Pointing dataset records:
---

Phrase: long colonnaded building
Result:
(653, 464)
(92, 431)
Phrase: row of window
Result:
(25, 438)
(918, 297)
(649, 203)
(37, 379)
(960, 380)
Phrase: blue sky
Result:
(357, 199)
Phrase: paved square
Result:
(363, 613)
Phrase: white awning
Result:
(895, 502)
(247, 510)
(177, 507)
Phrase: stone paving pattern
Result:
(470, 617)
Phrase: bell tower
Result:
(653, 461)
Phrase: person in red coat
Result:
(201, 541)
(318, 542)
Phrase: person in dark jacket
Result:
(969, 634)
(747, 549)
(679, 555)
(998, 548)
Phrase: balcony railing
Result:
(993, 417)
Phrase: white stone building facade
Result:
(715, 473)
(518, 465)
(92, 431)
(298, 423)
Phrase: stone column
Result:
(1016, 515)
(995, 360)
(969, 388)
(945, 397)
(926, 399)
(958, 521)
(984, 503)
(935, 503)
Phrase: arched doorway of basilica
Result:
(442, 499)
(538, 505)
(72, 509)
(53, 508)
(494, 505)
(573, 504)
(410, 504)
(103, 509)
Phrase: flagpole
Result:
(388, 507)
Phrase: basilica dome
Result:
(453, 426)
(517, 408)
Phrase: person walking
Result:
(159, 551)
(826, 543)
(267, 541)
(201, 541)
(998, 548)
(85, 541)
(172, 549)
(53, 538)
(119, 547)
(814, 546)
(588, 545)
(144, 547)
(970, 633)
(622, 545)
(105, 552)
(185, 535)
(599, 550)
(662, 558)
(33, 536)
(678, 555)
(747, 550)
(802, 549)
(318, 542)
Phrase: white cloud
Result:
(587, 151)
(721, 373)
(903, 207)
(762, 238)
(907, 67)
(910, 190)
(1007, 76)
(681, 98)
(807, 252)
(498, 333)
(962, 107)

---

THE EXERCISE -
Please transcribe every item above line for line, with no changes.

OUTPUT BELOW -
Phrase: long colonnaded building
Result:
(653, 464)
(92, 431)
Phrase: row of window
Result:
(25, 438)
(918, 297)
(649, 203)
(37, 379)
(960, 380)
Phrase: blue sky
Result:
(357, 199)
Phrase: paved square
Result:
(363, 613)
Phrase: white awning
Result:
(895, 502)
(247, 510)
(177, 507)
Phrase: stone paving pattern
Result:
(470, 617)
Phrase: bell tower
Result:
(653, 461)
Phrase: person in red coat
Result:
(201, 541)
(318, 542)
Phrase: person in dark jacket
Result:
(969, 634)
(747, 549)
(679, 555)
(998, 548)
Phrase: balcony railing
Result:
(993, 417)
Phrase: white stone building facade
Result:
(715, 473)
(518, 465)
(92, 431)
(298, 423)
Phrase: stone column
Result:
(1016, 515)
(995, 360)
(969, 388)
(945, 397)
(926, 399)
(958, 521)
(984, 503)
(935, 503)
Phrase: arched doorway of basilica
Result:
(442, 499)
(538, 505)
(72, 509)
(53, 508)
(494, 505)
(573, 504)
(410, 504)
(103, 509)
Phrase: flagpole
Result:
(388, 507)
Phrase: basilica dome
Result:
(453, 426)
(517, 408)
Phrase: person walking
Result:
(159, 551)
(826, 543)
(267, 541)
(201, 541)
(998, 548)
(85, 541)
(172, 549)
(53, 538)
(119, 547)
(814, 546)
(588, 545)
(144, 547)
(970, 633)
(622, 545)
(105, 552)
(185, 535)
(599, 550)
(662, 558)
(33, 536)
(678, 555)
(747, 550)
(802, 549)
(318, 542)
Phrase: white cloud
Result:
(587, 151)
(721, 373)
(903, 207)
(762, 238)
(907, 67)
(910, 190)
(1007, 76)
(681, 98)
(807, 252)
(498, 333)
(962, 107)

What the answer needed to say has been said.